Looking at the data below, count the lines that contain the string "block". Write only the total.

Materials provided:
Content starts

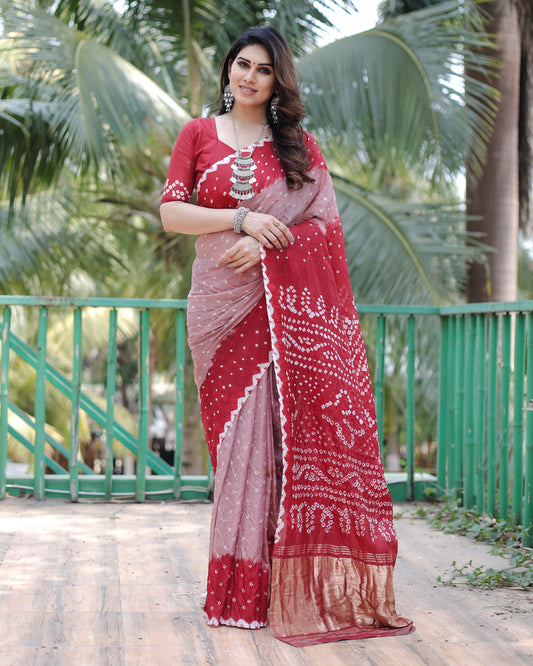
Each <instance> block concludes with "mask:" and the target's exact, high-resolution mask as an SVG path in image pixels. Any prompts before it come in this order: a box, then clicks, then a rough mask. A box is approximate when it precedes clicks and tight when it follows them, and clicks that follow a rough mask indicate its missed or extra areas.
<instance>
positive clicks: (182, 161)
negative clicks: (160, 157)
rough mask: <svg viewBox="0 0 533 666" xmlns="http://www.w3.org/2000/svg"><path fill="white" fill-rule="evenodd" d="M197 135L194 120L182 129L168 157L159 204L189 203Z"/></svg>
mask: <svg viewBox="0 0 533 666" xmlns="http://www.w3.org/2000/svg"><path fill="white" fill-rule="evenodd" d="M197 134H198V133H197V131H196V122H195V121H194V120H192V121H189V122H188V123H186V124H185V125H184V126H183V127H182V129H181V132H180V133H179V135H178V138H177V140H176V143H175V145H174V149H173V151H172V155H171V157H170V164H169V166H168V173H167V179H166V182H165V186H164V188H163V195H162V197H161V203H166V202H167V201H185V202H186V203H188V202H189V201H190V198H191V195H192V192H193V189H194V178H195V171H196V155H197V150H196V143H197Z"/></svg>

Content ends
Content starts

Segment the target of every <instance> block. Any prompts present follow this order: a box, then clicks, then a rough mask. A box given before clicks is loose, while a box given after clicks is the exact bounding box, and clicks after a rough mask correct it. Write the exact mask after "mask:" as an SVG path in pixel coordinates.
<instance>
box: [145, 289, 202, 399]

Content ends

Written response: 2